BEGIN Excerpted passage
Her visit to the past becomes a test of the café’s rules and her own ethics. She won’t fix the future; she can only hold his fear for a moment and set it down gently. In doing so, she finally accepts what the letter reveals: Fusagi dreaded becoming merely her patient. He wanted a wife or, failing that, her freedom—not a caregiver bound by pity. Reading the letter catalyzes Kohtake’s Healing and Emotional Closure. She returns to the present claiming her marriage anew—asking to be called “Mrs. Fusagi”—a small linguistic shift that enacts the book’s larger idea of Acceptance and The Unchanging Present: fate doesn’t change, but we can choose how to love within it.

Key Relationships

Fusagi With Fusagi, Kohtake confronts the paradox of loving someone who may never remember her. His illness threatens the story of their marriage, but his letter preserves its meaning: he wants partnership, not obligation. Kohtake’s final choice—wife first, nurse second—answers that plea, honoring his dignity and their bond even as memory slips away.
END Excerpted passage
BEGIN Supplied material
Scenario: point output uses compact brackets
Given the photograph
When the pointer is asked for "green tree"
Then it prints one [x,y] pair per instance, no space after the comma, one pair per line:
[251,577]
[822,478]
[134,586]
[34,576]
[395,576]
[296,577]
END Supplied material
Problem 1 — In the passage about Kohtake, what does she ask to be called when she returns to the present?
Problem 2 — From the passage about Kohtake, pull out everything from "Fusagi With Fusagi, Kohtake" down to "memory slips away.", word for word.

Worked solution 1 — "Mrs. Fusagi"

Worked solution 2 —
Fusagi With Fusagi, Kohtake confronts the paradox of loving someone who may never remember her. His illness threatens the story of their marriage, but his letter preserves its meaning: he wants partnership, not obligation. Kohtake’s final choice—wife first, nurse second—answers that plea, honoring his dignity and their bond even as memory slips away.